-- begin MATERIAL SUPPLIED --

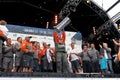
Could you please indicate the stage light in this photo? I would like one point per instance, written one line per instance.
(47, 24)
(56, 19)
(88, 1)
(63, 23)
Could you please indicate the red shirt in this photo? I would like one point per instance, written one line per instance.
(24, 46)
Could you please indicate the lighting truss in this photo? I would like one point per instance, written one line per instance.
(68, 7)
(109, 25)
(96, 9)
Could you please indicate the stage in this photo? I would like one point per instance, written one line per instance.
(60, 75)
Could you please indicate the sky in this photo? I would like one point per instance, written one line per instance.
(106, 4)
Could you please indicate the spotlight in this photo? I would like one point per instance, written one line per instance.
(88, 1)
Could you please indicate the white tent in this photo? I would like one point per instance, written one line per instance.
(106, 4)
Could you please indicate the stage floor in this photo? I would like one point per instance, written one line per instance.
(67, 75)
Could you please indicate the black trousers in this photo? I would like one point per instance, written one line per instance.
(86, 66)
(95, 67)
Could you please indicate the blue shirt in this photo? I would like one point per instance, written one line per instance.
(103, 63)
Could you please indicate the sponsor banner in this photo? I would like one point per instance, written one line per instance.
(59, 78)
(43, 35)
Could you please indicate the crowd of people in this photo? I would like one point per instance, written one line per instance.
(28, 56)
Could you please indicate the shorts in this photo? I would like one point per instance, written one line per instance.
(27, 61)
(75, 65)
(8, 63)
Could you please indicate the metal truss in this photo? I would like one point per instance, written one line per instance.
(96, 9)
(69, 7)
(109, 25)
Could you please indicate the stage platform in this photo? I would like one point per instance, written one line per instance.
(65, 75)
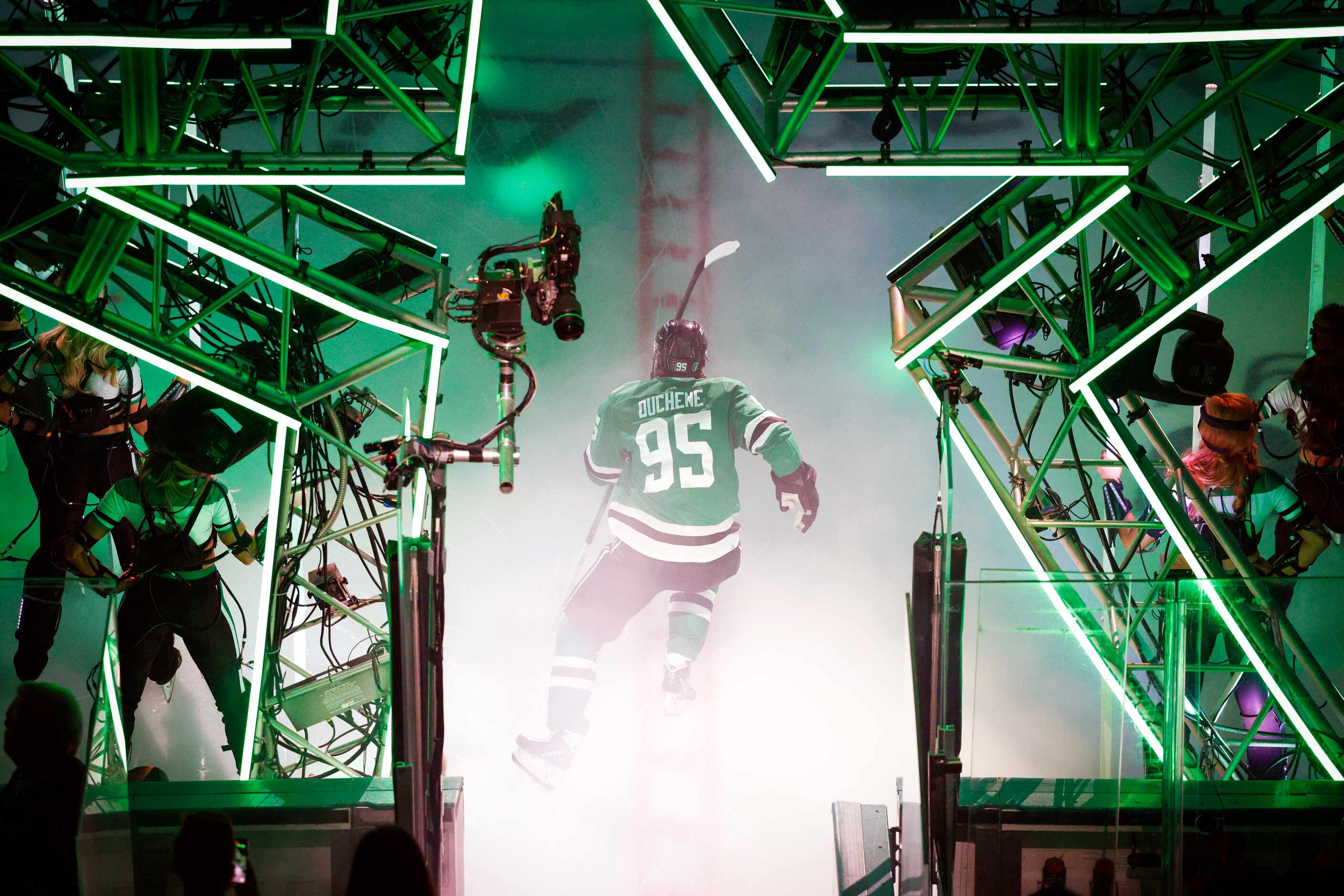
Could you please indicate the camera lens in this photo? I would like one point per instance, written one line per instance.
(569, 317)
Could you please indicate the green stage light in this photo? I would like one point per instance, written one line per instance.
(1042, 35)
(1197, 566)
(269, 273)
(123, 42)
(1046, 170)
(1203, 292)
(1045, 578)
(713, 89)
(473, 46)
(209, 178)
(1077, 226)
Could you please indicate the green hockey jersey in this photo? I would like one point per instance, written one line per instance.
(668, 445)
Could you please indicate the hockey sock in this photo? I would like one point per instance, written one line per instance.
(688, 623)
(573, 679)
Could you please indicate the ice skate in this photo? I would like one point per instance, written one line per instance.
(546, 757)
(677, 689)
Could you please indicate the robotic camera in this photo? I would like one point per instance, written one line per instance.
(495, 308)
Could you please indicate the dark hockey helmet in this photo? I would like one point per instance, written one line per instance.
(679, 350)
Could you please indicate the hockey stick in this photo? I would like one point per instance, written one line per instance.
(722, 250)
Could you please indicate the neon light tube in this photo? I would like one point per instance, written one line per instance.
(473, 45)
(1208, 587)
(713, 89)
(121, 42)
(1035, 35)
(269, 273)
(112, 687)
(421, 493)
(1043, 575)
(206, 178)
(1214, 282)
(268, 572)
(979, 171)
(935, 336)
(282, 422)
(142, 354)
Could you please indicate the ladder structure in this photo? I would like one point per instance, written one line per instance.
(137, 190)
(675, 761)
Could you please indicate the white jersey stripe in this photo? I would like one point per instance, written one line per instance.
(672, 552)
(749, 434)
(672, 528)
(694, 609)
(765, 434)
(568, 681)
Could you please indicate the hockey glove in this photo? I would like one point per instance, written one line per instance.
(799, 492)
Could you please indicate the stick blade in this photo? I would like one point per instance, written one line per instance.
(722, 250)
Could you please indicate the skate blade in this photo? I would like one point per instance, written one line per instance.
(538, 770)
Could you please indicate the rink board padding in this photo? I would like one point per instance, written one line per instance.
(302, 832)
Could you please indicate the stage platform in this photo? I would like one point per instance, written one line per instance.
(1007, 826)
(302, 832)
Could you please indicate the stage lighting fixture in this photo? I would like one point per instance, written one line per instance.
(219, 178)
(205, 433)
(1202, 577)
(994, 291)
(1119, 353)
(1128, 38)
(1043, 577)
(710, 88)
(142, 42)
(1200, 366)
(1003, 330)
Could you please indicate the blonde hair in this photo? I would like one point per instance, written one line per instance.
(172, 481)
(76, 356)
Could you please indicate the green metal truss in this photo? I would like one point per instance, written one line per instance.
(361, 55)
(1072, 98)
(155, 206)
(1052, 272)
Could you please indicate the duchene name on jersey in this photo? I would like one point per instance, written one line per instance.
(670, 401)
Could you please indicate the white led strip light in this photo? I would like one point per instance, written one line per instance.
(713, 89)
(269, 273)
(1214, 282)
(282, 424)
(473, 46)
(937, 333)
(1043, 575)
(1208, 587)
(979, 171)
(124, 42)
(1039, 35)
(208, 178)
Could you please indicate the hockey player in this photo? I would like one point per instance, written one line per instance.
(667, 447)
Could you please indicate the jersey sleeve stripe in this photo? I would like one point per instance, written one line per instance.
(609, 473)
(771, 426)
(754, 424)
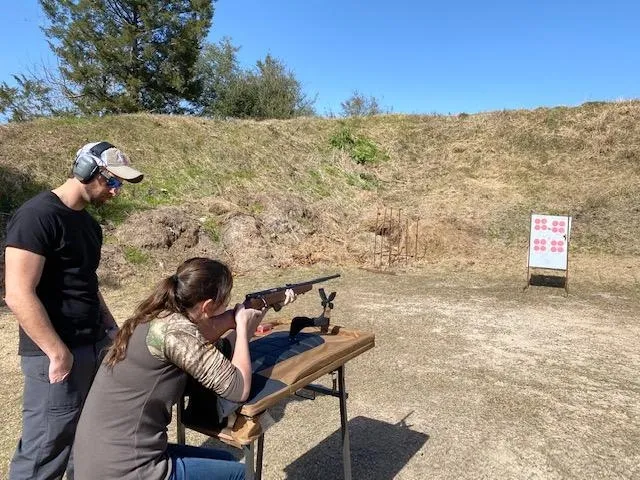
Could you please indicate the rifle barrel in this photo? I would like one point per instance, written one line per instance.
(290, 285)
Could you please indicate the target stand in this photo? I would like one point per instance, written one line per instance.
(549, 237)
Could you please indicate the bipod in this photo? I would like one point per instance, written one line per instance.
(322, 321)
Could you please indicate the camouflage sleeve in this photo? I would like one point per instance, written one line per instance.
(179, 342)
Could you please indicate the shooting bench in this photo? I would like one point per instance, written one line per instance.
(283, 367)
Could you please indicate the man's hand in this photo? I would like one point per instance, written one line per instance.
(60, 367)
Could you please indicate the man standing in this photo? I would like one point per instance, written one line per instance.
(51, 285)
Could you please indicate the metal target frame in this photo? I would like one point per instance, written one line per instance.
(554, 255)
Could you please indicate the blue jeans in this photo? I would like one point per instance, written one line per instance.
(197, 463)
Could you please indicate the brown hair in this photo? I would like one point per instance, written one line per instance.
(196, 279)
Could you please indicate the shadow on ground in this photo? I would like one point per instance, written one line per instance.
(548, 281)
(379, 450)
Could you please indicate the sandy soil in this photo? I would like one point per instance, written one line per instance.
(470, 378)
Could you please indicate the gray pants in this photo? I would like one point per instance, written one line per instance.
(50, 413)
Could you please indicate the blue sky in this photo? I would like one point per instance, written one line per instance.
(413, 56)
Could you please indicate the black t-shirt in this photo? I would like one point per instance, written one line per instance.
(70, 240)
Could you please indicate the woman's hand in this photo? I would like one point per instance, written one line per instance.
(248, 319)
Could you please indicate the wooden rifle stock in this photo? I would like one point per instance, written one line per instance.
(274, 297)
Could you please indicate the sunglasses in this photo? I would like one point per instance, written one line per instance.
(112, 182)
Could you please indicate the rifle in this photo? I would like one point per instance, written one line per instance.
(212, 329)
(274, 297)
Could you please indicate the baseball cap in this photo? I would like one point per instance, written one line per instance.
(112, 159)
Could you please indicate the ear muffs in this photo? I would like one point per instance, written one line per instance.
(85, 167)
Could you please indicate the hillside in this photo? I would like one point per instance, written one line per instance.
(279, 194)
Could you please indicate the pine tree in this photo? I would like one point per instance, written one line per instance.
(119, 56)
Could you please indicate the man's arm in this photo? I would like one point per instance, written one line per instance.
(23, 270)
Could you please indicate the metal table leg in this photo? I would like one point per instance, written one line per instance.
(253, 459)
(259, 457)
(249, 469)
(346, 449)
(180, 433)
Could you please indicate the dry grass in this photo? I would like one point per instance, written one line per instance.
(473, 179)
(490, 382)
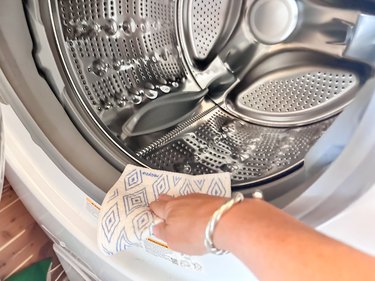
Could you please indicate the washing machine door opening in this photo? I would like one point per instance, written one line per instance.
(203, 86)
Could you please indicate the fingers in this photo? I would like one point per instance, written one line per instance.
(158, 207)
(159, 231)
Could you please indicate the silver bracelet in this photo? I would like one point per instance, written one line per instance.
(208, 241)
(236, 198)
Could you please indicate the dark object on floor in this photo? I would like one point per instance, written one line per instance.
(37, 271)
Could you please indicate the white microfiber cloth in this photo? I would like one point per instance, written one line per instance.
(125, 218)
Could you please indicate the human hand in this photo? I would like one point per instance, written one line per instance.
(185, 220)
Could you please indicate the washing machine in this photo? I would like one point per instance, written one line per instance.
(280, 93)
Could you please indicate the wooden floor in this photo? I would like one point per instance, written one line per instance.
(22, 242)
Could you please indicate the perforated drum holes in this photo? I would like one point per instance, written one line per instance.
(114, 48)
(207, 21)
(298, 93)
(221, 143)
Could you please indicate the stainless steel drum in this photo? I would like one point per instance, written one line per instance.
(203, 86)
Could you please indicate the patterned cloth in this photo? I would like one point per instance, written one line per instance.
(125, 218)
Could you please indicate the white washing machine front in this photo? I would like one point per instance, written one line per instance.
(88, 88)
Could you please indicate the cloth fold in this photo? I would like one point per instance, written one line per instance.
(125, 218)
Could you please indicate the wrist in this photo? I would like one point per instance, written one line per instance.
(228, 232)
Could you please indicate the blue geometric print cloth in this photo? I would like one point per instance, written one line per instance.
(125, 218)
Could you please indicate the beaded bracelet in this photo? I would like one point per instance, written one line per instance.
(236, 198)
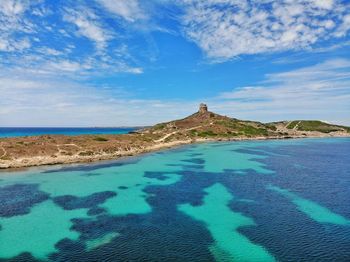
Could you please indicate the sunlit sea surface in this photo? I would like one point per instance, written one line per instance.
(229, 201)
(36, 131)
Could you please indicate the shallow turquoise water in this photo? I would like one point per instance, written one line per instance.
(227, 201)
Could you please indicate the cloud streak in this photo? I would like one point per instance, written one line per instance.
(225, 29)
(316, 92)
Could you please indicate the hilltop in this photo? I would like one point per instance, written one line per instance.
(198, 127)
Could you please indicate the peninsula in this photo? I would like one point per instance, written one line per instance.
(198, 127)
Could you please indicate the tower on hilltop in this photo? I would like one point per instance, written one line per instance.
(203, 108)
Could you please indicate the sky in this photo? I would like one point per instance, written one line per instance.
(140, 62)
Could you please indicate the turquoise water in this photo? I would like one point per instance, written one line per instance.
(227, 201)
(36, 131)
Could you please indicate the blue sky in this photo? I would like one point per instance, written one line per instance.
(125, 63)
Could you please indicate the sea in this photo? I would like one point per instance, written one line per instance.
(273, 200)
(35, 131)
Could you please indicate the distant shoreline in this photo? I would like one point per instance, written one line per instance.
(37, 161)
(202, 126)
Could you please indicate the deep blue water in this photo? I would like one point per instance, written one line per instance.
(228, 201)
(34, 131)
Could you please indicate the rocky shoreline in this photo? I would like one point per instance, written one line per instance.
(33, 161)
(202, 126)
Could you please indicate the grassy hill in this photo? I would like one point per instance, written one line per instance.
(315, 125)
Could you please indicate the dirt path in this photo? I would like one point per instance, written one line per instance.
(173, 133)
(60, 150)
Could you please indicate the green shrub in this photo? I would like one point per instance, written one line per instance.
(100, 139)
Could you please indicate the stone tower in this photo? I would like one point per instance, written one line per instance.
(203, 108)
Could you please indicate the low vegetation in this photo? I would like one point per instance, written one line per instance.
(100, 139)
(314, 125)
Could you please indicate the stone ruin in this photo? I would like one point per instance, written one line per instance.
(203, 108)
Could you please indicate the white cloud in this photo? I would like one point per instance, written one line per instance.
(316, 92)
(129, 10)
(88, 26)
(56, 101)
(12, 20)
(224, 29)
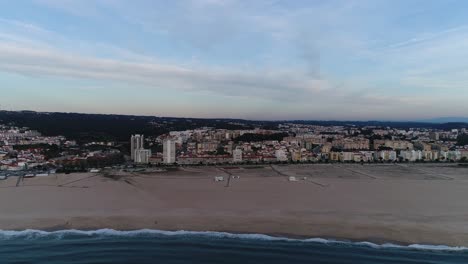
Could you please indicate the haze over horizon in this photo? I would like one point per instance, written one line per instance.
(265, 59)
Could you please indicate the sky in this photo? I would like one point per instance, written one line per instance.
(260, 59)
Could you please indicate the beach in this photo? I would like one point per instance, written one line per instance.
(398, 203)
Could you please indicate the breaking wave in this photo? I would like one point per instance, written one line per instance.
(31, 234)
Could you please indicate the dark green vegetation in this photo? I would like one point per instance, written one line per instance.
(98, 127)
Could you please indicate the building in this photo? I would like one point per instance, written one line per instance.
(237, 155)
(136, 143)
(434, 136)
(169, 151)
(142, 156)
(280, 155)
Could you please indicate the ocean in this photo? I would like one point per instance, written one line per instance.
(154, 246)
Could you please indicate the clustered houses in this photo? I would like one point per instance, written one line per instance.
(28, 152)
(307, 143)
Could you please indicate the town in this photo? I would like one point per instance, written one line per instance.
(26, 152)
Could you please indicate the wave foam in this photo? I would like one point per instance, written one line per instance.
(35, 234)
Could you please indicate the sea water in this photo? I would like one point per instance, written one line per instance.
(154, 246)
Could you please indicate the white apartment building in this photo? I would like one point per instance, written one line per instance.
(136, 143)
(169, 151)
(142, 155)
(237, 155)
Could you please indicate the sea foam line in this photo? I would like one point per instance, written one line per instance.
(34, 234)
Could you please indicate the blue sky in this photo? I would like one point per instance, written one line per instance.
(262, 59)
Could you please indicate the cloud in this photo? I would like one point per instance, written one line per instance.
(264, 84)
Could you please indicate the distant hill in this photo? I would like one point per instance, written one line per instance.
(101, 127)
(441, 120)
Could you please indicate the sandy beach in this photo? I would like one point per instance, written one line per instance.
(424, 204)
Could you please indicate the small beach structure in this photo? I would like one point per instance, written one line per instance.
(292, 178)
(219, 178)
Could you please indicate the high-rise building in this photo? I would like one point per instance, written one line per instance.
(136, 143)
(237, 155)
(169, 151)
(142, 155)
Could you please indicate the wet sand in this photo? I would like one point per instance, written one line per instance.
(424, 204)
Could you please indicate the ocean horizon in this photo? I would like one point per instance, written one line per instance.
(157, 246)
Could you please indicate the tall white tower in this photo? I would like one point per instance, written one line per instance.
(169, 151)
(136, 143)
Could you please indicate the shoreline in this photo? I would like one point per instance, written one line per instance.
(380, 243)
(379, 204)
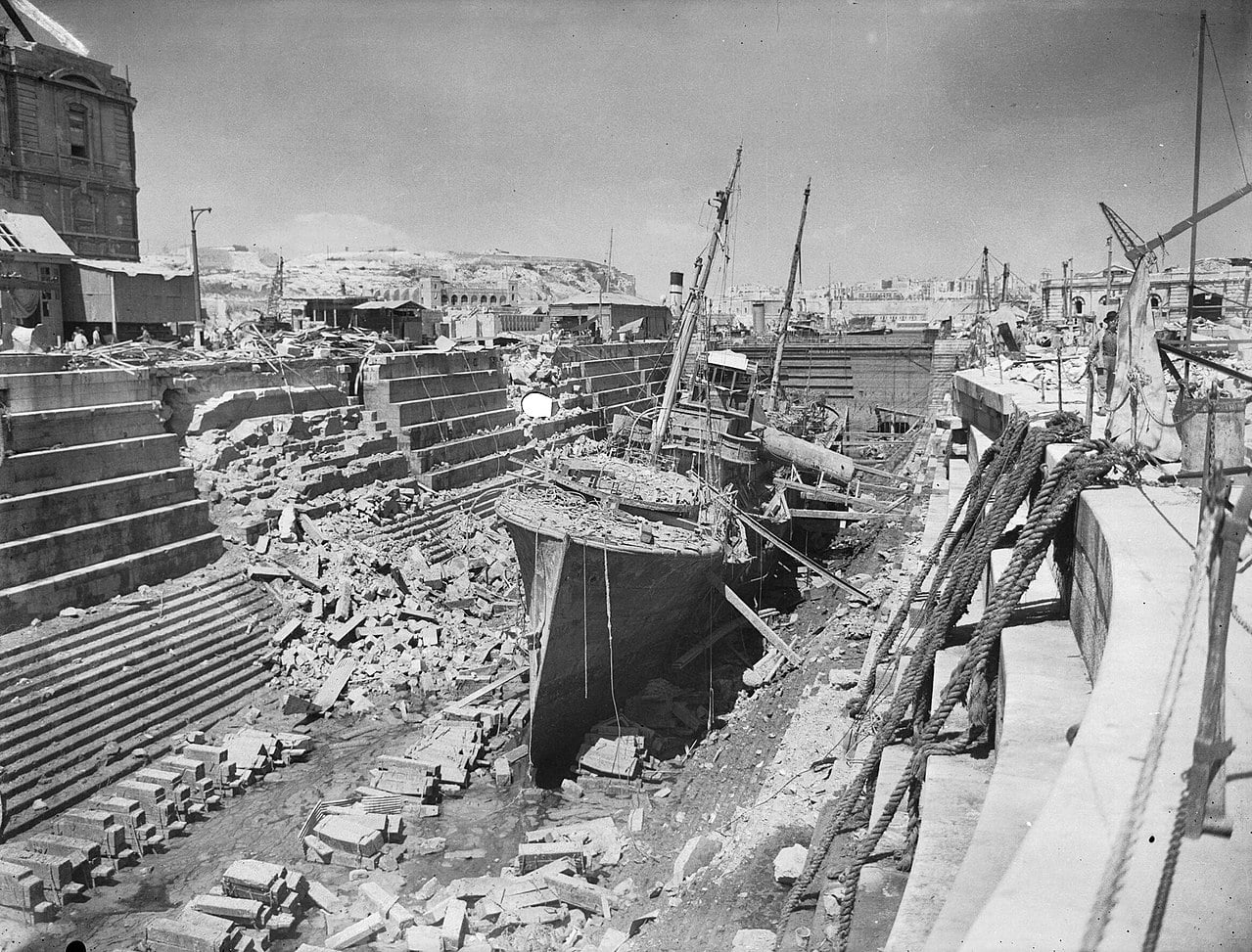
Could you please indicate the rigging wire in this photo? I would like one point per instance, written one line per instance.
(613, 677)
(1229, 112)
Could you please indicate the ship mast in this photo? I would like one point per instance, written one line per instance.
(785, 315)
(691, 312)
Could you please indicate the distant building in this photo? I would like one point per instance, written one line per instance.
(1224, 291)
(332, 312)
(121, 297)
(69, 147)
(609, 312)
(440, 295)
(32, 259)
(403, 318)
(44, 286)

-- end MATERIAL SUPPLIED --

* WHAT IS EXPECTED
Repeat exactly the lines from the one containing "Could you please indicate the white apartment" to the last line of the records above, including both, and leave out any pictures.

* TASK SOLUTION
Could you please indicate the white apartment building in this photo? I would like one point per instance, written one line per instance.
(136, 143)
(169, 151)
(142, 155)
(237, 155)
Could you please indicate the sea foam line in this photo? I would like one point per instance, written one line per instance.
(34, 234)
Could you please indicate the blue sky in this photo? I would like one point per instance, written one line per instance.
(262, 59)
Could you please indicate the cloud in this photo? I would like one point per instance, written one line per instance.
(264, 84)
Could you please indicate the distant hill in this photo? I would like one point per instance, written one line per instance.
(101, 127)
(441, 120)
Could you please indicate the sandy beach in this photo? I would like one point per instance, written one line per instance.
(424, 204)
Could you please indicate the small beach structure in this photo? I would like one point per instance, written one line per instance.
(292, 178)
(219, 178)
Could you please indicate the high-rise building in this photo? I would like one point per instance, written one line per instance.
(136, 143)
(237, 155)
(169, 151)
(142, 155)
Could you please indicate the wet sand in this photo? I would like one point per instance, written one line per instance.
(424, 204)
Could you please indicate the ocean horizon in this photo? I would like one point per instance, written one line per instance.
(157, 246)
Could you please indicate the tall white tower in this photo? I would like one point per instance, written one line per instance.
(169, 151)
(136, 143)
Could you please indicate the shoreline in this photo? I would like one point per instance, written one line per instance.
(380, 243)
(379, 204)
Could you please indicate the rigging wire in this photo? I would like one point per instance, written one line per instance.
(613, 677)
(1229, 112)
Could you please indicate the ship mast in this photo? I would like one point per instance, written one line per instance.
(785, 315)
(691, 312)
Could you please indicate the distant building in this photo? I would like one point per instance, written one line per instance.
(1224, 291)
(332, 312)
(121, 297)
(69, 147)
(609, 312)
(440, 295)
(32, 259)
(403, 318)
(44, 286)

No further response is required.